### Directions
Rescale everything from the line containing "the church tower" down to the end of the material, writing those lines out again with the requests included. Multiply every coordinate in the answers by 2, rounding each result to a whole number with halves rounded up.

————————

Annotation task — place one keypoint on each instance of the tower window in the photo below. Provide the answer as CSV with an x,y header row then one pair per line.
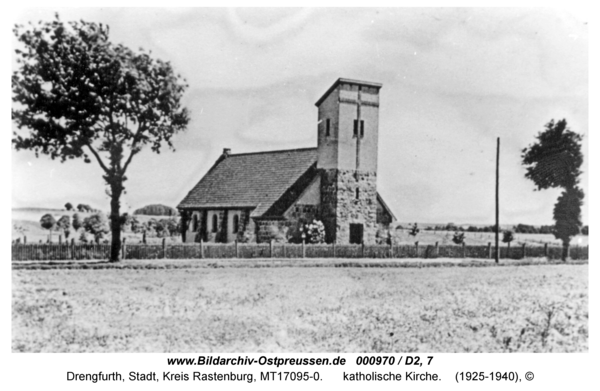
x,y
362,128
215,226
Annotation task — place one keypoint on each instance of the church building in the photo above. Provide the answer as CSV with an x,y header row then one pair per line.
x,y
263,196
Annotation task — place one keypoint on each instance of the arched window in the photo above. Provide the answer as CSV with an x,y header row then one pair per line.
x,y
236,223
215,223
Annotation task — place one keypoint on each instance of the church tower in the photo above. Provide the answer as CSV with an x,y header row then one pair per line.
x,y
348,128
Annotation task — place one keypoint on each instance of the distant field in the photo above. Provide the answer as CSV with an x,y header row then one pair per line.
x,y
541,308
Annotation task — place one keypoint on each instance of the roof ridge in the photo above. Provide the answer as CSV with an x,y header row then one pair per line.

————————

### Result below
Annotation task — place one keypoint on each instance of the church tower in the photo above. Provide the answer as CSV with an x,y header row then one pair per line.
x,y
696,256
Annotation task — place one keypoint on each instance of the distant field in the photo above. Provide the answer as CSV with an x,y header row then one pair per line.
x,y
1082,616
Annotation task — place one keypoint on each instance of the roof ridge in the photo above. Provide the answer as CSV with an x,y header row then one pair per line.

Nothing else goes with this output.